• _Task details_
Comb through the entries for "section" and pull out each line that holds it.

Data for the task Block Start

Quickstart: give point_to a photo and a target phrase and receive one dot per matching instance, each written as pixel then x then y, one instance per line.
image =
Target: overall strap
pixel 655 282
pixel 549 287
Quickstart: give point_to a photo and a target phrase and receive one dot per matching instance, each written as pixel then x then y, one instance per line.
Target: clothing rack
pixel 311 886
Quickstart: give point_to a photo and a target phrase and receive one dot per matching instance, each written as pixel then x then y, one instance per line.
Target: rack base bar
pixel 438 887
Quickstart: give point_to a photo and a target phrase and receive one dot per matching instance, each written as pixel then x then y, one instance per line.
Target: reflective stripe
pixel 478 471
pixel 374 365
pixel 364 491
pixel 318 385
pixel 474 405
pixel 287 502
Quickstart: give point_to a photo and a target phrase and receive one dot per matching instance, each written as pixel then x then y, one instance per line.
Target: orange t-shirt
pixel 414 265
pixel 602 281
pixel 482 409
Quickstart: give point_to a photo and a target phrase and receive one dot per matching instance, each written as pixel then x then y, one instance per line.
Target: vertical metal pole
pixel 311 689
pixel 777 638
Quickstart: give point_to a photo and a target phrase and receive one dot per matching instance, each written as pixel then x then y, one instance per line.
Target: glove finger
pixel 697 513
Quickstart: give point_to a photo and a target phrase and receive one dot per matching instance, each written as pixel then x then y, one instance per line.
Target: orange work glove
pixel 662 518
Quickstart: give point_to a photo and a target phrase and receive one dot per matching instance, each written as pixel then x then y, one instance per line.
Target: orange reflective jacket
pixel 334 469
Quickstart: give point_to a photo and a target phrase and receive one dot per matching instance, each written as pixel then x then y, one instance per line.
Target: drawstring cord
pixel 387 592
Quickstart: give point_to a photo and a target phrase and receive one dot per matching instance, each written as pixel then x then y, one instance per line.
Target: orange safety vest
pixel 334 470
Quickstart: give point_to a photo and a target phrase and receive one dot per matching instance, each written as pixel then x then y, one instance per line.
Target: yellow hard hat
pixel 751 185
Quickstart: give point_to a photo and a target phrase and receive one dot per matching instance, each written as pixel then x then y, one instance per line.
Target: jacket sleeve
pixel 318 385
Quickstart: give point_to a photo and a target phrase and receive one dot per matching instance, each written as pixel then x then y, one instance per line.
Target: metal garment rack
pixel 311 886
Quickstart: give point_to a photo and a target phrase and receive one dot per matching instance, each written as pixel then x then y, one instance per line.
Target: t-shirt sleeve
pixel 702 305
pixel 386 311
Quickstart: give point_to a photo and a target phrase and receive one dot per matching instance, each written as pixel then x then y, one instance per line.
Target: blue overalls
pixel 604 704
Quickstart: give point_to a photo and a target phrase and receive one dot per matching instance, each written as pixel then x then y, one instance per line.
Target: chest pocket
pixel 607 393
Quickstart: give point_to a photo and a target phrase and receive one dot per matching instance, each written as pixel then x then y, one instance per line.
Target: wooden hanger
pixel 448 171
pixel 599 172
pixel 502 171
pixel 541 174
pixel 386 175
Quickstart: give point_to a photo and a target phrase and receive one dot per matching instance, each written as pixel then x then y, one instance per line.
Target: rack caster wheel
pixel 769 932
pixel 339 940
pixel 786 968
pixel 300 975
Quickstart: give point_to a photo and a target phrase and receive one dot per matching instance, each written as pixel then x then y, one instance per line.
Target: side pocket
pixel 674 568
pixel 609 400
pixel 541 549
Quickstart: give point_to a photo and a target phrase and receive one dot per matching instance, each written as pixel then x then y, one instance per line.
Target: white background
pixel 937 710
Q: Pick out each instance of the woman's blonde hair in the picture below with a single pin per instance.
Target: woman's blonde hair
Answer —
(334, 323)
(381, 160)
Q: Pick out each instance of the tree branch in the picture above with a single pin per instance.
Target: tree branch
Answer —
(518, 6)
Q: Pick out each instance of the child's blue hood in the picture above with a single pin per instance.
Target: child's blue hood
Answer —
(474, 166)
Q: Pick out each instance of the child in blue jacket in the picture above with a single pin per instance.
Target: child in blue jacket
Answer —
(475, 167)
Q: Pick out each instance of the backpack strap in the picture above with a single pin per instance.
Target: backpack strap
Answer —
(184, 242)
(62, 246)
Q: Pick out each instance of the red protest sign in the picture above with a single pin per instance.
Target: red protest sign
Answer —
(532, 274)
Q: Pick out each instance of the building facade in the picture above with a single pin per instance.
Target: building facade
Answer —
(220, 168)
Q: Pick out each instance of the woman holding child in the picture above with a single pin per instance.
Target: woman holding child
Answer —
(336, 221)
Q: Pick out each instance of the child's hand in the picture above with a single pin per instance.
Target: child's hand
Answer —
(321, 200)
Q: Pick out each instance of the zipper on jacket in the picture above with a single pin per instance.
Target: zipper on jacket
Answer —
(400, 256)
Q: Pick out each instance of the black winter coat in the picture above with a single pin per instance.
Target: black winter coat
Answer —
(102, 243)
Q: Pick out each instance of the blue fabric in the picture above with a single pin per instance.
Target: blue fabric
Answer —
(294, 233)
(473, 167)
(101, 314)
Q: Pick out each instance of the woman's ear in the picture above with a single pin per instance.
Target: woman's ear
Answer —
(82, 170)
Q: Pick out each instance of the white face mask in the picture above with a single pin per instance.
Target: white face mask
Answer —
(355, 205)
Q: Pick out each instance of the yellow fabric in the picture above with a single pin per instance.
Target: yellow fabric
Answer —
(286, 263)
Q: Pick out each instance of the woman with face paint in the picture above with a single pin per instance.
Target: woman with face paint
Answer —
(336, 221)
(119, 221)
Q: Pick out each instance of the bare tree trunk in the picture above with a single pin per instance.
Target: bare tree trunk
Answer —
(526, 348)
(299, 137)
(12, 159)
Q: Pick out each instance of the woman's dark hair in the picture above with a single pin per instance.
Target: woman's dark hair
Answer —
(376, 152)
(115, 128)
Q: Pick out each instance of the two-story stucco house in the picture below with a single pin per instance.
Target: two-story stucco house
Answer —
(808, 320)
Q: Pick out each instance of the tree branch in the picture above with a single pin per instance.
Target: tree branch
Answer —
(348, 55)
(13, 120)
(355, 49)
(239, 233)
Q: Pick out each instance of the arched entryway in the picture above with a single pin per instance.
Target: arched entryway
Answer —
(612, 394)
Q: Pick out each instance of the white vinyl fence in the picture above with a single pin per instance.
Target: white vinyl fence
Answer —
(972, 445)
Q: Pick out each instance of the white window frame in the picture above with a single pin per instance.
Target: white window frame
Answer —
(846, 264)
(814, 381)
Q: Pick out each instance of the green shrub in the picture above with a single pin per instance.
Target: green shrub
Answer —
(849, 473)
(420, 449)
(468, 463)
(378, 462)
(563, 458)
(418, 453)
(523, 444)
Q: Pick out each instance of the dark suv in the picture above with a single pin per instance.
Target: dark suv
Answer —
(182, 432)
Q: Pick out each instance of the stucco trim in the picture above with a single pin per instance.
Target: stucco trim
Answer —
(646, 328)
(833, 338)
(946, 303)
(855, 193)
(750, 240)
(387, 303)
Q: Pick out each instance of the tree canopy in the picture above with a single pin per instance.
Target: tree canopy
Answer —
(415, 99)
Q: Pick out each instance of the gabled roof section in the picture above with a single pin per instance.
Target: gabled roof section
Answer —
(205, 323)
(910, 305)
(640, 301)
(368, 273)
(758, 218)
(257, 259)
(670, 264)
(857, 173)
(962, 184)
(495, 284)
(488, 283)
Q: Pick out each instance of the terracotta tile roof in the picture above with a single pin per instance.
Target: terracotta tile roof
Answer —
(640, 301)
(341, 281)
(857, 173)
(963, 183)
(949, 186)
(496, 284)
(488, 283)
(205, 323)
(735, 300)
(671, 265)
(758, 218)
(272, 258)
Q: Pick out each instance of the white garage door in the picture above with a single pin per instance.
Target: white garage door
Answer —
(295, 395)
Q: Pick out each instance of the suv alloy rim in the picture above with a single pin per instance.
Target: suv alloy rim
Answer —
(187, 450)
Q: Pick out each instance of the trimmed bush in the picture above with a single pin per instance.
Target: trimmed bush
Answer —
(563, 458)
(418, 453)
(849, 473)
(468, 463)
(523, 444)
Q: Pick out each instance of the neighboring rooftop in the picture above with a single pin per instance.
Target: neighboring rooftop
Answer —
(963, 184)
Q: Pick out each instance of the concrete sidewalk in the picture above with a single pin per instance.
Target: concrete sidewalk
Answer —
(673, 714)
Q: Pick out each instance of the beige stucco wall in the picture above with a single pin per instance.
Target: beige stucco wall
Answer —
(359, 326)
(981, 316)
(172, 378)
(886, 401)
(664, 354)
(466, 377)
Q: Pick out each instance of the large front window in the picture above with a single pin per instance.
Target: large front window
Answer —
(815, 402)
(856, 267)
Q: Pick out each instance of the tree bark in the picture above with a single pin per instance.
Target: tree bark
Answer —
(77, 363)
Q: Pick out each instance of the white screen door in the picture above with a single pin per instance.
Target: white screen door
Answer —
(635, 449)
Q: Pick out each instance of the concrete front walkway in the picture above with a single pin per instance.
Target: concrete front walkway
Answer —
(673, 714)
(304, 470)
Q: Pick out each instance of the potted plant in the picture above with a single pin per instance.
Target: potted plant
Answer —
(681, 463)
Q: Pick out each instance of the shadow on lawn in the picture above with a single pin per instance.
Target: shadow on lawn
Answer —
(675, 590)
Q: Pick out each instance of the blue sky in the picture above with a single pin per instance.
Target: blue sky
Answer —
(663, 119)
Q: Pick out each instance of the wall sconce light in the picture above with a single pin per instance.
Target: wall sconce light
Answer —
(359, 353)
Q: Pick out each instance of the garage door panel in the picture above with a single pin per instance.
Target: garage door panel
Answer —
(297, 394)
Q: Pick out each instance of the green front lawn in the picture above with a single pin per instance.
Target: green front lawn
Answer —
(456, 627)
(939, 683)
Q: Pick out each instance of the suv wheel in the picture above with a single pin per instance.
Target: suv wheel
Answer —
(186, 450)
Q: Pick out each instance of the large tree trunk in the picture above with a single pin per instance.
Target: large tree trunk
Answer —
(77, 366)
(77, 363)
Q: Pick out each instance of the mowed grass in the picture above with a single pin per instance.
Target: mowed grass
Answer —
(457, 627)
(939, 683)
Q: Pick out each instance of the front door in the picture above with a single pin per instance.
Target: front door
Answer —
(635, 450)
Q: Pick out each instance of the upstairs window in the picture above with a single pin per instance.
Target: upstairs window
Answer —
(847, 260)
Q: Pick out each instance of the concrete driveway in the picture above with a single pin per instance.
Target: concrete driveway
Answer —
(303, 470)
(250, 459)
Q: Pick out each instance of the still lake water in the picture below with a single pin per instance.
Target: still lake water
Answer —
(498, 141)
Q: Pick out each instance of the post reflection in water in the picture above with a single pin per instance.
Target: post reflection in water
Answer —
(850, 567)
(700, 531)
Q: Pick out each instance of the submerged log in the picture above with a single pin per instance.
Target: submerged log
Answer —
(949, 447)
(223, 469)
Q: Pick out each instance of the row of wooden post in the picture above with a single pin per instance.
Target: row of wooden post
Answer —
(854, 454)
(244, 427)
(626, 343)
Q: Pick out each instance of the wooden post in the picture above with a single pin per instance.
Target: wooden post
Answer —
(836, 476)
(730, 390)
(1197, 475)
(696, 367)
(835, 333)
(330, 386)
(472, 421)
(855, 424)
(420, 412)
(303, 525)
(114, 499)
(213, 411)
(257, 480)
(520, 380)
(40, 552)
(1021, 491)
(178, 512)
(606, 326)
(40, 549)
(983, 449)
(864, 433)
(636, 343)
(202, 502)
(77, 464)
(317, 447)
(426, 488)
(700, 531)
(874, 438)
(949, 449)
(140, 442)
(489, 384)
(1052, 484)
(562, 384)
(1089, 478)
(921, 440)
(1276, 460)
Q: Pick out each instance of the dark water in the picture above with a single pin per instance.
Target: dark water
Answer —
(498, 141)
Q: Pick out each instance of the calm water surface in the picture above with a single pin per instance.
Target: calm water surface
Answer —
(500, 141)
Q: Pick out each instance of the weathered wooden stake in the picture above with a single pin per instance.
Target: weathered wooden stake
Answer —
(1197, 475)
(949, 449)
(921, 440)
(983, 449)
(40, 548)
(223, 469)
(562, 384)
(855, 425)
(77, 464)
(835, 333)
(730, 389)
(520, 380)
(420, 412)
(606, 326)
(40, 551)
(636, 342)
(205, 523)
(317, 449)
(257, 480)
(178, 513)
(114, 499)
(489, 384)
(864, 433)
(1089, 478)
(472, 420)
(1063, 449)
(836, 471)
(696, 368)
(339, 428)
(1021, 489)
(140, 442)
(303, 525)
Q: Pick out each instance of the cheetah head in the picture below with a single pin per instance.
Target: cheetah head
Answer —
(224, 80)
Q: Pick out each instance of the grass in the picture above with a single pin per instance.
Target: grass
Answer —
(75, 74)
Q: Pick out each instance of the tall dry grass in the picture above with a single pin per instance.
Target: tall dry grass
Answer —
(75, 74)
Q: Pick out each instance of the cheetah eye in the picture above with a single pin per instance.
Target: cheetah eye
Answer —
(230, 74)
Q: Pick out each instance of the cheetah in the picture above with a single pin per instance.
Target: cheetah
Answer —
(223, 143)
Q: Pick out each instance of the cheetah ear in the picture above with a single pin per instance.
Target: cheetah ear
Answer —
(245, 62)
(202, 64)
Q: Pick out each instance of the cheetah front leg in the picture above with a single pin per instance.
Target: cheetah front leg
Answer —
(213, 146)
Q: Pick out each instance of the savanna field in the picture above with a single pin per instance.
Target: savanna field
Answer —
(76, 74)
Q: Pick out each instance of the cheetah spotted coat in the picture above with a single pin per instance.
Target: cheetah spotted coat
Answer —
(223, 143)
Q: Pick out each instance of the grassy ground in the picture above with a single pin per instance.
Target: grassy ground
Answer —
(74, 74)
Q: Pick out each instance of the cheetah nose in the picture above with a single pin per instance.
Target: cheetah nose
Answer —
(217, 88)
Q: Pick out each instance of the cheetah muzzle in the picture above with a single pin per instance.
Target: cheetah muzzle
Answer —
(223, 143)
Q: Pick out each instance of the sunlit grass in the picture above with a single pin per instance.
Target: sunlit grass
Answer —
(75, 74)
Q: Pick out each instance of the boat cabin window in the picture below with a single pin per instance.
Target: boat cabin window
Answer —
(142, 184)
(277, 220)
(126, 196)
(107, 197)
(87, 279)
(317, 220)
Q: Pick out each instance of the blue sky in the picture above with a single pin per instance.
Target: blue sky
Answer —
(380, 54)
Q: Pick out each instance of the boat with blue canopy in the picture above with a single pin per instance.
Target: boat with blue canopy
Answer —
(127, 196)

Data for the task Block End

• _Answer space_
Q: Pick out each instance of the gabled roof section in the picture above with a single pin per instance.
Target: gabled roof section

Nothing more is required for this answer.